- [Description of the task] Present every line of the entries below as a numbered list, leaving out blank lines and the pictures.

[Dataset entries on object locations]
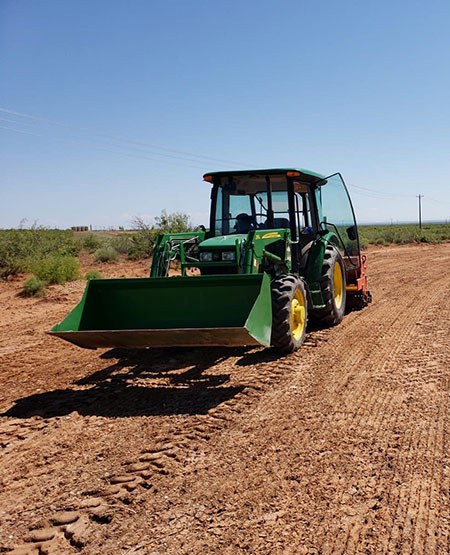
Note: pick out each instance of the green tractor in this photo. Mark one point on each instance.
(282, 248)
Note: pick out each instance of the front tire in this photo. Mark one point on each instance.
(332, 283)
(289, 313)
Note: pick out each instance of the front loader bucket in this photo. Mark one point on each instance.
(169, 312)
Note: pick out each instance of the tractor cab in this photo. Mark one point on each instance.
(254, 200)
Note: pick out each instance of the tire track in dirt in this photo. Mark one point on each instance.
(357, 399)
(137, 473)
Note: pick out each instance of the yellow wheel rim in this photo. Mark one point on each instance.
(338, 285)
(298, 315)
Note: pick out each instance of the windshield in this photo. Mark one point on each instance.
(244, 204)
(337, 213)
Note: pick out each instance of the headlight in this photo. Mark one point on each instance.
(228, 256)
(206, 257)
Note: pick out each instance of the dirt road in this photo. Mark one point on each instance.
(342, 447)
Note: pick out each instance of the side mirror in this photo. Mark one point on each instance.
(351, 233)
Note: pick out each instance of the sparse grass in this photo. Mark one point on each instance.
(34, 287)
(93, 274)
(105, 255)
(403, 234)
(21, 248)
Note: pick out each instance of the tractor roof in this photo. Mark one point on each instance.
(306, 175)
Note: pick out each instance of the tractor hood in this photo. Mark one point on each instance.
(224, 241)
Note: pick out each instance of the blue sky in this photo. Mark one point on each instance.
(112, 109)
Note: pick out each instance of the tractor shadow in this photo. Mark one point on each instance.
(160, 382)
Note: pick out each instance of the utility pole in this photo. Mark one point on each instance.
(420, 197)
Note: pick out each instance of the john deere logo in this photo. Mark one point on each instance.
(271, 235)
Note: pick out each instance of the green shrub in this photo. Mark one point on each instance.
(122, 243)
(105, 254)
(19, 248)
(92, 274)
(91, 243)
(34, 287)
(56, 269)
(173, 223)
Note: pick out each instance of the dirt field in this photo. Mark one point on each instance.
(342, 447)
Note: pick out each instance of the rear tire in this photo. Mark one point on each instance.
(289, 313)
(332, 283)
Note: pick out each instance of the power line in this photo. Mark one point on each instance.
(122, 142)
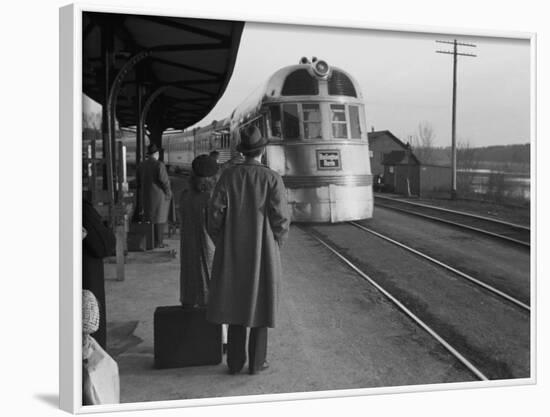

- [Answer]
1. Note: pick out each instance of the green tractor in this photo. Mark one point on each instance.
2. (282, 248)
3. Note: pick out each instance of the front tire in this photo. Mark one point on each instance.
4. (332, 283)
5. (289, 313)
6. Note: pick out each instance of the front loader bucket in this photo. Mark one point on each instance.
7. (169, 312)
8. Note: pick out each instance of the tractor cab in this photo. Mark one point on each instance.
9. (254, 200)
10. Note: pick out each instance of the tire track in dirt in this photo. Mark one point on each instance.
11. (357, 399)
12. (137, 473)
13. Note: pick out each instance of the yellow wheel rim in this photo. Mark one point on each instance.
14. (338, 285)
15. (298, 315)
16. Note: pick out each instance of the windshield in this photo. Mark one point on each instance.
17. (244, 204)
18. (337, 213)
19. Note: pick out each instance of the headlight in this photo. Mark one point on each instance.
20. (228, 256)
21. (206, 257)
22. Note: pick out each instance of the dirt road in this photo. Mark one point on each instance.
23. (342, 447)
24. Note: pick out each instance of the side mirror in this photo. Mark one point on each instance.
25. (351, 233)
26. Note: pick out each instance of the sparse grass in this photo. Mark one point on each instance.
27. (34, 287)
28. (93, 274)
29. (105, 255)
30. (403, 234)
31. (21, 248)
32. Note: pick out each instance of the tractor roof in this photo. Mark one point on each instance.
33. (306, 175)
34. Note: pick out each instance of the tractor hood in this photo. Mark one point on each instance.
35. (224, 241)
36. Note: pick out each instance of the blue sky in this photo. Mark one point on each instance.
37. (112, 109)
38. Note: pick out each instance of the tractor shadow in this photo. Mark one point on each instance.
39. (160, 382)
40. Note: pick out each instance of the utility pole in this photo. Mark one point on each instance.
41. (420, 197)
42. Note: pick out each instance of the john deere logo in this photo. Mark one point on each instance.
43. (271, 235)
44. Note: pick out each instance of the green shrub in this photo. Mark one point on each instance.
45. (122, 243)
46. (105, 254)
47. (19, 248)
48. (92, 274)
49. (91, 243)
50. (34, 287)
51. (56, 269)
52. (173, 223)
53. Note: pick out each instance of the dirt field in this photo. Mark one point on each instance.
54. (342, 447)
55. Note: pick out each instance of the rear tire in this photo. Mark one point on each instance.
56. (289, 313)
57. (332, 283)
58. Note: pick out each instance of the power line in this photo. Mark one point on each instance.
59. (122, 142)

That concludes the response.